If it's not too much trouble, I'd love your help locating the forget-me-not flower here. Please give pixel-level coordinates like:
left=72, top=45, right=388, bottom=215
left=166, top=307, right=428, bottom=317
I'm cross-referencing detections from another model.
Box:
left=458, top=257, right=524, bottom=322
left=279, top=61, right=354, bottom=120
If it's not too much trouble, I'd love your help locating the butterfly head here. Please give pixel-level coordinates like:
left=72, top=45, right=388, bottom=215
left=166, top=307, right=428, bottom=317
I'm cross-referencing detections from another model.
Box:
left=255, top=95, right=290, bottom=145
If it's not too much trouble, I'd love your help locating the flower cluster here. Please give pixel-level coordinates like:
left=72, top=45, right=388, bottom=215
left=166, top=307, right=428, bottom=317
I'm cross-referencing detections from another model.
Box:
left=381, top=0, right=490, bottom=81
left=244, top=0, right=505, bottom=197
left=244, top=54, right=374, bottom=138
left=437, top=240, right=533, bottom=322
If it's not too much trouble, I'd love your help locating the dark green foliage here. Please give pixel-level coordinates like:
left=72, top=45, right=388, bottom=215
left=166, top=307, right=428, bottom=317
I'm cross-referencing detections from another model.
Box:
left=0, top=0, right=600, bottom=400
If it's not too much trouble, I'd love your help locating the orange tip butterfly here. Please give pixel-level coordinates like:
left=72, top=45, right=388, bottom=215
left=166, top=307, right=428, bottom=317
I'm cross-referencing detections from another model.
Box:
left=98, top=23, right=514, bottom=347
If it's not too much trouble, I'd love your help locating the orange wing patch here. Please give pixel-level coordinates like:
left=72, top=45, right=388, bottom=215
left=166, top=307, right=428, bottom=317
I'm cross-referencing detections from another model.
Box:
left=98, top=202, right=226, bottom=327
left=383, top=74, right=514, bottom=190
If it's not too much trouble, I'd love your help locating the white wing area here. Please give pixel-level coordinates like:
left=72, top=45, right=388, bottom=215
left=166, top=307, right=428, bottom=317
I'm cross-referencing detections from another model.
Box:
--------------------
▶ [The problem] Reproduce verbatim the stretch of the material above from the line with "the orange tip" through the line with "left=98, top=23, right=514, bottom=347", including both of those lines.

▶ [Response for this exercise]
If it's not too much trouble, I'd love your help locating the orange tip butterfly here. Please give pixel-level coordinates like:
left=72, top=45, right=388, bottom=215
left=166, top=307, right=428, bottom=317
I'm cross-referencing detections from another model.
Box:
left=98, top=23, right=514, bottom=347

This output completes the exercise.